# Problem
Starting with the line that contains "Query: distant hillside" and stopping after the line that contains "Query: white cloud", copy the entries below exactly. Include nothing else.

BEGIN

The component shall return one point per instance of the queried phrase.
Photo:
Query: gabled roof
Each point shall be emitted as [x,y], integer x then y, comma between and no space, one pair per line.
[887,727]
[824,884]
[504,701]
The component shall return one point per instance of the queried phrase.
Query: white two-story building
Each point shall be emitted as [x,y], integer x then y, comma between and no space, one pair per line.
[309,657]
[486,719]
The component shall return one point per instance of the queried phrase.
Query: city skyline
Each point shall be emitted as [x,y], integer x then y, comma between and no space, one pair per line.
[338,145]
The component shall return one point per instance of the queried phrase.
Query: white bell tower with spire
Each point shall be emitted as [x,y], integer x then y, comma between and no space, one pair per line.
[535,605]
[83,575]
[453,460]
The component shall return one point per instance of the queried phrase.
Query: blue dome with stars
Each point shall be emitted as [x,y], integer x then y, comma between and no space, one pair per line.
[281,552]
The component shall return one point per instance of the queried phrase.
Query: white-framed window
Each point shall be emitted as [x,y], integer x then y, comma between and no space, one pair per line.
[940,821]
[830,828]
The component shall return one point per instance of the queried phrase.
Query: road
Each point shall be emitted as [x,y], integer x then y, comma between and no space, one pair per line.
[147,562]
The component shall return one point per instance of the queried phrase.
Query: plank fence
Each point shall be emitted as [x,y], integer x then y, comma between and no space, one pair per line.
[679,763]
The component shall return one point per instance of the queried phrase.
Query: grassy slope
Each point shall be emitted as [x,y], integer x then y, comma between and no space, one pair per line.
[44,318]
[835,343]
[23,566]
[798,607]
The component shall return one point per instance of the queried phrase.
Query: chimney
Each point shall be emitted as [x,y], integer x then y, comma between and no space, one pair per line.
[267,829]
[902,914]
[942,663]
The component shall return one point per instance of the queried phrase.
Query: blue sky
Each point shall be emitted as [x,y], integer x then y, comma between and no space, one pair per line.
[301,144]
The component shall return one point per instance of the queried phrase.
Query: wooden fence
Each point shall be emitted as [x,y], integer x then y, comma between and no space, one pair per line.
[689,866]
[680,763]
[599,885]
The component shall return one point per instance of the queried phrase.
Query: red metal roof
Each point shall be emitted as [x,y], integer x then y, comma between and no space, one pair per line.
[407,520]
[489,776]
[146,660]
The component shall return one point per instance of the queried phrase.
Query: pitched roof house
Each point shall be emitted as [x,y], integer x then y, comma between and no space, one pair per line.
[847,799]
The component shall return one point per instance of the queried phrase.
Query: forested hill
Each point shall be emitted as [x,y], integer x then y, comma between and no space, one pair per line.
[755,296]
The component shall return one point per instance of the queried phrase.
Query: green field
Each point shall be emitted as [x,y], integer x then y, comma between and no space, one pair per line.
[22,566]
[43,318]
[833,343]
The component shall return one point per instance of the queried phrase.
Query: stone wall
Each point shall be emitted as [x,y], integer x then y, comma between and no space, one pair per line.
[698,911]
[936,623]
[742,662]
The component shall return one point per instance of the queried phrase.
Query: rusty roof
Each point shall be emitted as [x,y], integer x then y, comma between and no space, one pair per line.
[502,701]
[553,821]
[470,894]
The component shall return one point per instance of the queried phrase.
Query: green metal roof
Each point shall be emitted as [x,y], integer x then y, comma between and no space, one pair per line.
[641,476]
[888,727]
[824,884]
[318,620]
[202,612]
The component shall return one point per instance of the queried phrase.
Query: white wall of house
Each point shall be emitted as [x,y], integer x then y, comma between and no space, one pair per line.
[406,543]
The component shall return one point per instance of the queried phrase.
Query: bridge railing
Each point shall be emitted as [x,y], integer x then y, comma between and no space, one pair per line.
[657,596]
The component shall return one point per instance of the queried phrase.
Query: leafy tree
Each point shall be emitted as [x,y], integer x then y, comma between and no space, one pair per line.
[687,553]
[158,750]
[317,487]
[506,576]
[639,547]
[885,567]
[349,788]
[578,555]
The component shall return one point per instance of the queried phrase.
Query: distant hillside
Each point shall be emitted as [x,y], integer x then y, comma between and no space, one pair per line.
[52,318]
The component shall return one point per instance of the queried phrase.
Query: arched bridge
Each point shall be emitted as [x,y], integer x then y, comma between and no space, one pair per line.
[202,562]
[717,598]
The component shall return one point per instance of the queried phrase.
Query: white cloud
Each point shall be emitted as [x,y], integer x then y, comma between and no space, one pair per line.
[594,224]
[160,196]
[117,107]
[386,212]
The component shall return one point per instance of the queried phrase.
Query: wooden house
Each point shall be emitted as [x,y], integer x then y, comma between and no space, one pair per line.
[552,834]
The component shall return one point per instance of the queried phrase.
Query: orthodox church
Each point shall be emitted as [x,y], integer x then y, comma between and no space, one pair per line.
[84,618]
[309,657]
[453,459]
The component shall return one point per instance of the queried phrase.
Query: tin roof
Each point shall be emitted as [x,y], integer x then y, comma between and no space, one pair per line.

END

# Result of the task
Query: distant hillside
Each point shall be emitted as [x,y], integer x then y, comma between and no space, one pair per line.
[52,318]
The component shall return one point per instance of the queried phrase.
Query: arched bridge
Each point shall be emitted as [x,y], integer x then y, comma between and no space, one pair per line.
[202,562]
[717,598]
The component shall return one point per instance of the queried phrase.
Query: white cloud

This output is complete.